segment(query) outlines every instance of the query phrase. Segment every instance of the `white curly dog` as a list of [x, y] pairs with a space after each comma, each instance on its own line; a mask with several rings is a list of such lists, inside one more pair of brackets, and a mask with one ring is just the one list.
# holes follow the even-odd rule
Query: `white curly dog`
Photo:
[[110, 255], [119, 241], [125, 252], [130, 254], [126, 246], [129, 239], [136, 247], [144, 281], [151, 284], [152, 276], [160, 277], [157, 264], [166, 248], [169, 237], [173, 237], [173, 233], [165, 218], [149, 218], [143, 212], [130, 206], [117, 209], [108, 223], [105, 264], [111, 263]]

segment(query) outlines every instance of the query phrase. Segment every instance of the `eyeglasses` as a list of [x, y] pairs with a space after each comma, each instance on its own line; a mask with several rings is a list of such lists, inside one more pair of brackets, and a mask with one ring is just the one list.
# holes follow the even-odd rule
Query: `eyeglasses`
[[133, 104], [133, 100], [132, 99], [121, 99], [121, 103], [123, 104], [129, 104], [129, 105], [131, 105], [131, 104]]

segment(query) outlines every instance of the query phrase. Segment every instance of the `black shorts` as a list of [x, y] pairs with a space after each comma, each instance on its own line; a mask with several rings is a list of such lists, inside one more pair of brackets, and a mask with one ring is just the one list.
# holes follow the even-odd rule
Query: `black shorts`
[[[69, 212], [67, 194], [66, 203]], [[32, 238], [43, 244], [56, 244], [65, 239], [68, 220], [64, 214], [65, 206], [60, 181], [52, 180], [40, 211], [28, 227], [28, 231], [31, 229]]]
# # # # #
Can you rewrite everything from the start of the records down to the line containing "264], [111, 263]]", both ends included, as a two-column CSV with the columns text and answer? Use one row per record, put each field in quotation marks, and turn line breaks into spaces.

Response >>
text,answer
"segment(query) outlines every instance of the query phrase. Segment every instance of the `white curly dog` as a list of [x, y] pairs with a space after each comma, each instance on its own line; a mask with several rings is a list of such lists, inside one more pair of brackets, and a mask with one ring is just the one list. # holes follow the even-odd rule Query: `white curly dog` Photo:","[[110, 255], [119, 241], [125, 252], [130, 254], [126, 246], [129, 239], [136, 247], [144, 281], [151, 284], [152, 276], [160, 277], [157, 264], [166, 248], [169, 237], [173, 237], [173, 233], [165, 218], [149, 218], [143, 212], [130, 206], [117, 209], [108, 223], [105, 264], [111, 263]]"